=== Texte présenté ===
Kiran Khushal Valthare et son groupe de femmes ont loué le lac adjacent au village pour y pratiquer la pêche. Elles ont dû commencer par nettoyer le lac en entier puis replanter des plantes marines pour favoriser la vie aquatique. Aujourd’hui, de nombreuses espèces de poissons locales ont été réintroduites. Et ce pour le plus grand bonheur des femmes et des familles!
Des réussites qui résistent aux saisons
À l’instar du groupe de femmes de Kiran, chaque coopérative des villages soutenus par le projet s’est attelée à la remise en état des étangs alentours. Ces derniers ont été nettoyés et les barrages reconstruits pour une plus grande densité d’eau. Quatre ans après le début du projet, en août 2022, Eva Syfrig, responsable du programme Inde a visité les différents villages. «Le projet a restauré les barrages, permettant de garder plus d’eau. On est au début de la saison des pluies, donc au niveau le plus bas, et ils contiennent encore un niveau considérable d’eau», s’exclame-t-elle ravie.
Le projet a formé des groupes de femmes à la construction de nurseries à l’aide de bambou local. Les femmes ont développé les compétences nécessaires pour faire fonctionner l’écloserie et assurer la disponibilité de semences de poisson adéquates et de qualité. Enfin, le coût inabordable de la nourriture des poissons a poussé les habitant-e-s à produire leur propre produit à base de déchets agricoles.
Karu, Kiran et tous les membres des communautés soutenues par le projet ont pour souhait de continuer à protéger les ressources dont ils dépendent. «Je suis confiant. Grâce à une meilleure gestion, ma famille et moi pourrons à l’avenir obtenir de meilleurs revenus et acquérir une stabilité», explique Karu. Et Kiran d’ajouter, au nom de tout son groupe de femmes: «Nous sommes heureuses de tous ces changements. Nous avons encore beaucoup à apprendre mais nous sommes en bonne voie.»
=== Données présentées ===
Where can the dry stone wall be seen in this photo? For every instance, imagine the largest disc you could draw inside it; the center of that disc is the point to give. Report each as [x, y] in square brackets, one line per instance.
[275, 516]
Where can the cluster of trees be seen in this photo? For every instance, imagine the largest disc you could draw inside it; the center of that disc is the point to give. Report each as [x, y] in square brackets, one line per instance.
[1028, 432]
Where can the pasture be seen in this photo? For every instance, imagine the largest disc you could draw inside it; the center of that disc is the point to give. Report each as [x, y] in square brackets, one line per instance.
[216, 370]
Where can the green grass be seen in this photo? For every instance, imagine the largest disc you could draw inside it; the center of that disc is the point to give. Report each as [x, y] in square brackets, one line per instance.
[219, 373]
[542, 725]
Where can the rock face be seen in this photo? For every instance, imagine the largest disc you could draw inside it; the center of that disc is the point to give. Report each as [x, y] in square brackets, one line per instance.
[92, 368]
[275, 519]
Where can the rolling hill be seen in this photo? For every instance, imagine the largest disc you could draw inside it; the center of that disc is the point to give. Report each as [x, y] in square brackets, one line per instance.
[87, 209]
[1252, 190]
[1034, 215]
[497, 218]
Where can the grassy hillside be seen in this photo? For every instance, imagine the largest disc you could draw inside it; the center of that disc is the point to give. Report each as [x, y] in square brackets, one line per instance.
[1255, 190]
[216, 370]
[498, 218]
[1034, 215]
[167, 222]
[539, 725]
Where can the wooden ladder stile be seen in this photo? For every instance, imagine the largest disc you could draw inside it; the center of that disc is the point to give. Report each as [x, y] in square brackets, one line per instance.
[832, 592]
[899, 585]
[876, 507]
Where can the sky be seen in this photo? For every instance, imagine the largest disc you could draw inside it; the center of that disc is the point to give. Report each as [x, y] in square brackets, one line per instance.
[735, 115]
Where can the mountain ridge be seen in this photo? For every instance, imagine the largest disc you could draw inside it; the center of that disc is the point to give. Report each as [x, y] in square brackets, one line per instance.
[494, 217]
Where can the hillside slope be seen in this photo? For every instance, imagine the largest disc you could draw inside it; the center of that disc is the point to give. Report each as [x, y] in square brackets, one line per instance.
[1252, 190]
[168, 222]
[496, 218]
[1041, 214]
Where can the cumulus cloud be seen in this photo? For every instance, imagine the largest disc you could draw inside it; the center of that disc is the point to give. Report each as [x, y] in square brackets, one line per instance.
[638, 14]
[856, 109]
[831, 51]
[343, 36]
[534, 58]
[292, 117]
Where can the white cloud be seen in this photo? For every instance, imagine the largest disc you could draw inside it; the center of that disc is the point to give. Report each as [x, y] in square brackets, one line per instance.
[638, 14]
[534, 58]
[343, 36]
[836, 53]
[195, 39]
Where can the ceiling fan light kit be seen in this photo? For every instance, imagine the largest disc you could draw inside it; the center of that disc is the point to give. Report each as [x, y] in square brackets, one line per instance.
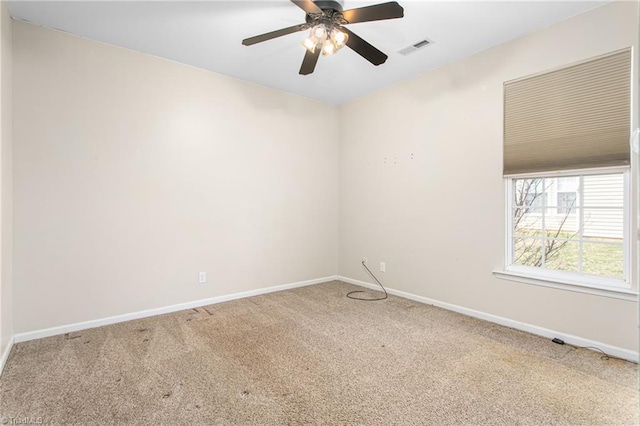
[326, 20]
[330, 40]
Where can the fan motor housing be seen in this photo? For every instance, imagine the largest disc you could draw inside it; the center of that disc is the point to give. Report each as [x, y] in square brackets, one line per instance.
[336, 5]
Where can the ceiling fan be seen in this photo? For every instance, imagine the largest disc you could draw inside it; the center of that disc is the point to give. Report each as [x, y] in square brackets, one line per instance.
[327, 20]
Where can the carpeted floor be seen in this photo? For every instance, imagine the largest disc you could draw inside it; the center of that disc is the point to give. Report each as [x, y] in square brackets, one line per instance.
[312, 356]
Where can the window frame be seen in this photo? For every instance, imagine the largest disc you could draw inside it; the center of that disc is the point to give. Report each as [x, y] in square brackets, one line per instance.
[529, 273]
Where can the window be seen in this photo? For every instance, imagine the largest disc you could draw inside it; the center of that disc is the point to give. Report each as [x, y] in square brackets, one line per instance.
[577, 229]
[566, 161]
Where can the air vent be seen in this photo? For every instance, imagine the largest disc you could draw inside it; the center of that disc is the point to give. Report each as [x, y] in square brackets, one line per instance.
[415, 47]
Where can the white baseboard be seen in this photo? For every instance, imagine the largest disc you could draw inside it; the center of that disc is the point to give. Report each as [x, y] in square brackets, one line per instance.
[533, 329]
[70, 328]
[5, 355]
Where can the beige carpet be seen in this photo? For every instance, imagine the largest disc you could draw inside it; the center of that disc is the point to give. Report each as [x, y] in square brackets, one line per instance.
[312, 356]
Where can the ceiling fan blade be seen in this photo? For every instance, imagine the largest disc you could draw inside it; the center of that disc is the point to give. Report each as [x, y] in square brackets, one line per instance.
[364, 49]
[274, 34]
[378, 12]
[309, 62]
[307, 5]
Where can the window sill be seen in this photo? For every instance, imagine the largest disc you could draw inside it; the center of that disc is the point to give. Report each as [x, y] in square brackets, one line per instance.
[612, 292]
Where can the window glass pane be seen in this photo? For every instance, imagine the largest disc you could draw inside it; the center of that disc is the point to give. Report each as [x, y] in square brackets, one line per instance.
[572, 224]
[603, 190]
[605, 260]
[566, 202]
[527, 224]
[568, 184]
[527, 251]
[562, 255]
[529, 192]
[603, 223]
[563, 225]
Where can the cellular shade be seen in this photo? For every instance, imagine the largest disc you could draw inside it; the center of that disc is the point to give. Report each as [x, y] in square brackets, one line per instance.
[572, 118]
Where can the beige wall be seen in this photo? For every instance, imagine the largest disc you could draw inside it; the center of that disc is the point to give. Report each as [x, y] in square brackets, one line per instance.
[6, 231]
[132, 174]
[437, 218]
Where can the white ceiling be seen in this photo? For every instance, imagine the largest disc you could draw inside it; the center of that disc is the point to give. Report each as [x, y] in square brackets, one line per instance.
[208, 34]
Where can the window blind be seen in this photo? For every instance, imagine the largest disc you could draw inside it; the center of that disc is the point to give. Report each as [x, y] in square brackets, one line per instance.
[572, 118]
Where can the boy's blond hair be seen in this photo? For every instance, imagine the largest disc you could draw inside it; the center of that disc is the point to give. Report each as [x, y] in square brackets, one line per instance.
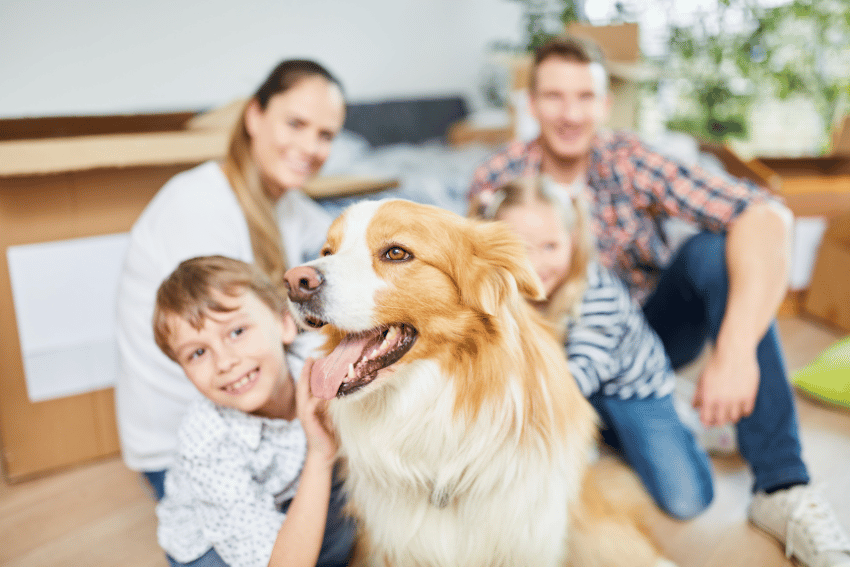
===
:: Exercices ::
A – Pour chacune des affirmations suivantes, indiquez par oui ou par non si elle concorde avec le texte présenté, et citez les mots du texte qui le prouvent.
(i) Le groupe de femmes de Kiran a acheté le lac voisin du village.
(ii) Eva Syfrig s'est rendue dans les villages en août 2022.
(iii) Les nurseries ont été construites en bambou importé.
B – Répondez brièvement à ces questions sur le texte présenté.
(i) Qu'a dû replanter le groupe de Kiran après avoir nettoyé le lac ?
(ii) Quelle fonction occupe Eva Syfrig ?
(iii) À partir de quoi les habitant-e-s fabriquent-ils la nourriture des poissons ?
C – D'après le texte présenté, pourquoi les habitant-e-s se sont-ils mis à produire eux-mêmes la nourriture des poissons ? Répondez en une à trois phrases.

:: Corrigés des exercices ::
A –
(i) Non : « ont loué le lac adjacent au village ».
(ii) Oui : « en août 2022, Eva Syfrig, responsable du programme Inde a visité les différents villages ».
(iii) Non : « à l’aide de bambou local ».

B –
(i) Des plantes marines.
(ii) Responsable du programme Inde.
(iii) De déchets agricoles.

C – La nourriture des poissons avait un coût inabordable. C'est ce qui a poussé les habitant-e-s à fabriquer leur propre produit à base de déchets agricoles.